The data below should be printed in full, exactly, and without any of its images.

___ GIVEN RECORDS ___

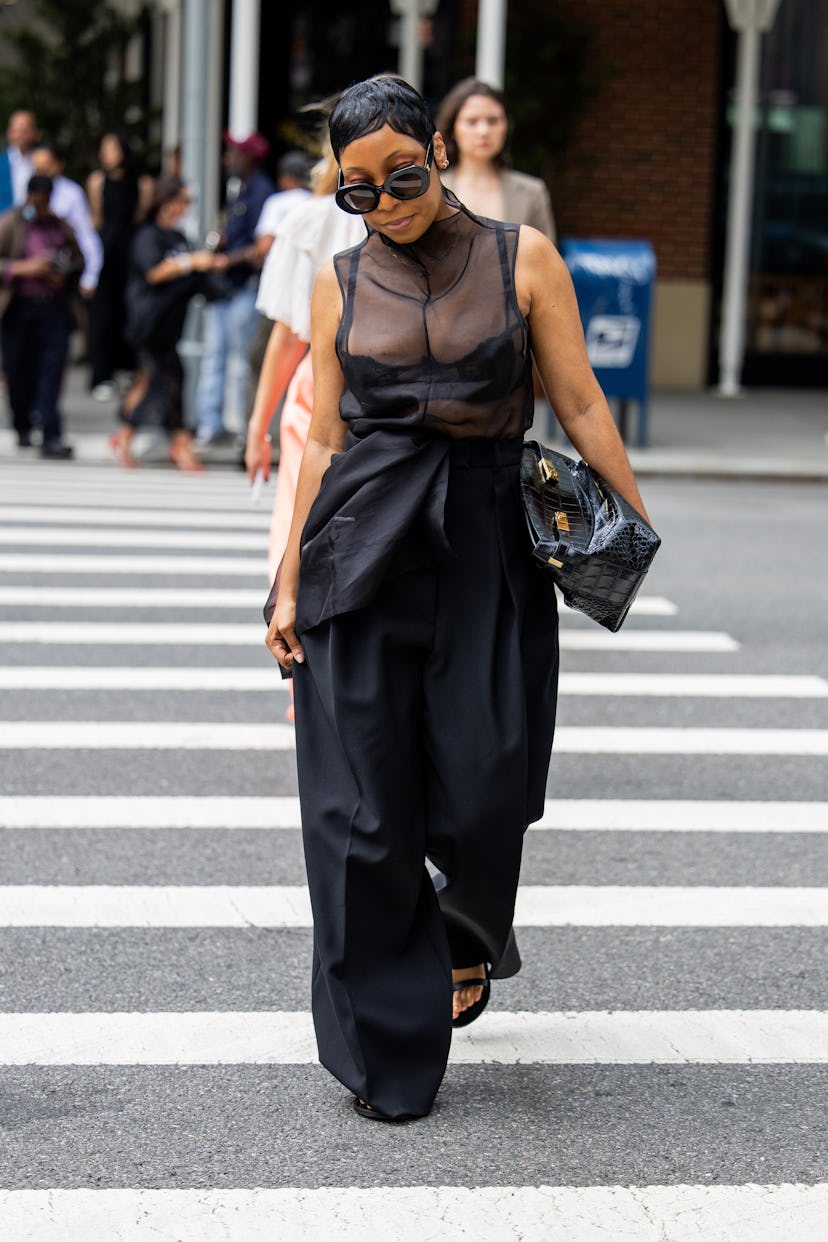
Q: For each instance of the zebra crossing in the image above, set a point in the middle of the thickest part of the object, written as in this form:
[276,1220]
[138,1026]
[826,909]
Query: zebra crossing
[656,1072]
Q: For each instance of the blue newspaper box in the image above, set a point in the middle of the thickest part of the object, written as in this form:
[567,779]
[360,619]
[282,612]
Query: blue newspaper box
[613,282]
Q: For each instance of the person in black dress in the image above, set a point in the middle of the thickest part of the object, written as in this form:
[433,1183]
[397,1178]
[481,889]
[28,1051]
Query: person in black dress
[118,196]
[164,273]
[421,637]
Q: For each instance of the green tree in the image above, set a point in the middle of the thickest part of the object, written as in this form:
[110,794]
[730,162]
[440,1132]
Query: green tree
[68,65]
[551,75]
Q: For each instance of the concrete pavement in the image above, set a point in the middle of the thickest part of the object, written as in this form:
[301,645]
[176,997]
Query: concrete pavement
[766,434]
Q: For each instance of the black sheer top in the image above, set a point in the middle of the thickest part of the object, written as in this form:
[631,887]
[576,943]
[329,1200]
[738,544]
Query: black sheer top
[431,333]
[433,348]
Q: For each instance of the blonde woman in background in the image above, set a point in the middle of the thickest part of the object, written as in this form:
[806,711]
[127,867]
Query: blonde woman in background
[474,124]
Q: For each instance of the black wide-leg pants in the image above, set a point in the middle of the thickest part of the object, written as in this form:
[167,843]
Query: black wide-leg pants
[423,730]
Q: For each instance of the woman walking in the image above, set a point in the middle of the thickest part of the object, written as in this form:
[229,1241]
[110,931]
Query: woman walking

___

▶ RESPONSE FOR THIS EXERCISE
Q: For each instance of the zebra crossing in the image above, set a point in the middle of the thickest part of the object, written as in this form:
[276,1220]
[138,1026]
[826,909]
Query: zebra crossing
[656,1072]
Q: For each instance of the blue newspaper box in the image above, set a point in the middle of the thickest part of the object, written as in this form:
[567,779]
[360,619]
[282,612]
Query: blue newspaper box
[613,282]
Q: For each instance of the person in black dress in the image above, set a point in the middle of the thickest part of the object, written as in this form:
[433,1183]
[397,1178]
[481,889]
[28,1051]
Query: person in black dress
[118,196]
[164,273]
[421,637]
Q: For each instance of the green tree in the image above, set a point in the middle of the thickest part of the object, written as in this form:
[110,794]
[730,162]
[440,1132]
Query: green tree
[68,65]
[551,75]
Q: For each instance of the concrete pavement in the image above, set a point in the middle of the thickest part of the object, written as in this form:
[301,645]
[176,997]
Query: concrete pavement
[766,434]
Q: For each instance of the black sheer top in the image above, set a point in the middle of the thickest part of the object, written as in this form:
[631,887]
[576,943]
[329,1200]
[738,544]
Query: black sheer top
[431,333]
[433,348]
Q: For each instance of the blonde woman in background in the image above, set a point in the middle of the thickest part of the object, written as in this form:
[806,711]
[127,867]
Query: blonde woman in background
[474,124]
Q: For each instance of the black wide-leg pants in the image above, set a point in the middle of the thickest part of the object, written as in this form:
[167,843]
Query: black wide-leg pants
[423,730]
Q: For each instance of the woman walking in the image above, set a point in the middle of the thickest part of the object, written as in this form:
[229,1241]
[110,931]
Query: woman walking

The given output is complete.